### WORK INSTRUCTIONS
Give a verbatim quotation of every record.

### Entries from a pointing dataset
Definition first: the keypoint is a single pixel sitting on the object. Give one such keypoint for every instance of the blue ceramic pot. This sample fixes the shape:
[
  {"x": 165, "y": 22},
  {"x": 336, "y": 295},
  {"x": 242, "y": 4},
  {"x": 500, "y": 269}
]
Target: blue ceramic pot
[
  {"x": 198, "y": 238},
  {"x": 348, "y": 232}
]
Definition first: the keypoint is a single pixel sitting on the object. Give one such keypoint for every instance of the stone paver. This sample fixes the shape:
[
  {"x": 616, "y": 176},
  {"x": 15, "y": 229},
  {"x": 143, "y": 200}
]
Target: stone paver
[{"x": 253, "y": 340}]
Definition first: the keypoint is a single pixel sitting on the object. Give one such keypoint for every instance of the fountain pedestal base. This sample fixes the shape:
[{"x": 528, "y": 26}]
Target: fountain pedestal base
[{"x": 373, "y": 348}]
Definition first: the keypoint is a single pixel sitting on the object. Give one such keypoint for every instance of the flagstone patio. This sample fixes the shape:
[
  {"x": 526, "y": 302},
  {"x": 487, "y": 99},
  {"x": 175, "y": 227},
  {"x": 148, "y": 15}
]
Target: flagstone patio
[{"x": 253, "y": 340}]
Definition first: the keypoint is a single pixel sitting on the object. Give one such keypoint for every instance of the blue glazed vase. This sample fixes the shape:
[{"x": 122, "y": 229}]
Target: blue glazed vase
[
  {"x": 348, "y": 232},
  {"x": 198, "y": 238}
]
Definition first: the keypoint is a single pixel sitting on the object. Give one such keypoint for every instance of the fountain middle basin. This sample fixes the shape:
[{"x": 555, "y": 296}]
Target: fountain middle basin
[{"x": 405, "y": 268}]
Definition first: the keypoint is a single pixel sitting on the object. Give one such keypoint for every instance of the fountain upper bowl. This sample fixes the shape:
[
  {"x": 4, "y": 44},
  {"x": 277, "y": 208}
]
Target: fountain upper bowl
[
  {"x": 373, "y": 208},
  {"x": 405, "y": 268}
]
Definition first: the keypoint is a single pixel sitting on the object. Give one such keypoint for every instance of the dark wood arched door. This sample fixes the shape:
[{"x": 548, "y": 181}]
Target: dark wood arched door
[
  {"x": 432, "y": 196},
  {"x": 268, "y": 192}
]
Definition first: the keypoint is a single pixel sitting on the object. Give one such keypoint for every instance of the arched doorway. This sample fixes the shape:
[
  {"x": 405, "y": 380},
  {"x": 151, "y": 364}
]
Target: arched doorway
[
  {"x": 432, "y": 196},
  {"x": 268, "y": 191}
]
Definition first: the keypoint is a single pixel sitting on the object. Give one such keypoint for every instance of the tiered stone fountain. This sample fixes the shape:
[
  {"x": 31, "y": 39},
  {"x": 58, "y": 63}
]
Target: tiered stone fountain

### THE RESULT
Definition first: the keypoint is a single pixel sitting on the object. Give one such keypoint for every instance of the blue ceramic pot. This sample fixes the shape:
[
  {"x": 165, "y": 22},
  {"x": 336, "y": 295},
  {"x": 242, "y": 4},
  {"x": 500, "y": 269}
]
Target: blue ceramic pot
[
  {"x": 198, "y": 238},
  {"x": 348, "y": 232}
]
Definition first: the keypoint is a single pixel sitting on the object. Give one such keypoint for every instance of the stone paver. This sample fixes the shape:
[
  {"x": 616, "y": 176},
  {"x": 15, "y": 229},
  {"x": 143, "y": 200}
]
Target: stone paver
[{"x": 253, "y": 340}]
Definition first: the keypoint is a single pixel sitting on the object. Give one such keypoint for every instance of the fountain pedestal base. This sample fixes the shape:
[{"x": 528, "y": 26}]
Target: fountain pedestal base
[{"x": 373, "y": 348}]
Definition first: the keypoint is a single pixel sitting on the object. Give one such keypoint for every instance of the flagstone patio. This sample fixes the shape:
[
  {"x": 526, "y": 302},
  {"x": 487, "y": 99},
  {"x": 175, "y": 227},
  {"x": 148, "y": 15}
]
Target: flagstone patio
[{"x": 253, "y": 340}]
Definition first: the keypoint is a single pixel sitting on the object. Give one such keypoint for every instance of the blue glazed vase. This sample fixes the shape:
[{"x": 122, "y": 229}]
Target: blue glazed vase
[
  {"x": 348, "y": 232},
  {"x": 198, "y": 238}
]
Definition first: the keypoint is a single pixel sitting on the object. Give one such keypoint for every instance of the fountain middle basin. This sample fixes the shape:
[{"x": 555, "y": 296}]
Target: fountain middle basin
[{"x": 405, "y": 268}]
Definition first: the keypoint is a single pixel sitting on the object. Give one such keypoint for every instance of the fountain upper bowl. This sample fixes the shape:
[
  {"x": 4, "y": 44},
  {"x": 277, "y": 208}
]
Target: fountain upper bowl
[
  {"x": 373, "y": 208},
  {"x": 405, "y": 268}
]
Definition first: the keypoint is a single pixel sitting on the object. Give one such keypoint for every instance of the dark wood arched door. This sample fixes the shape:
[{"x": 548, "y": 181}]
Target: dark wood arched door
[
  {"x": 432, "y": 196},
  {"x": 268, "y": 192}
]
Definition first: the keypoint is a single pixel sitting on the object. Give one such keypoint for every instance of the arched doorway. This sample fixes the shape:
[
  {"x": 405, "y": 380},
  {"x": 151, "y": 364}
]
Target: arched doorway
[
  {"x": 432, "y": 196},
  {"x": 268, "y": 191}
]
Definition first: the keypoint is a single pixel sitting on the object. Give one such keypoint for every instance of the tiered stone fountain. This sample fixes the shape:
[
  {"x": 31, "y": 39},
  {"x": 58, "y": 63}
]
Target: tiered stone fountain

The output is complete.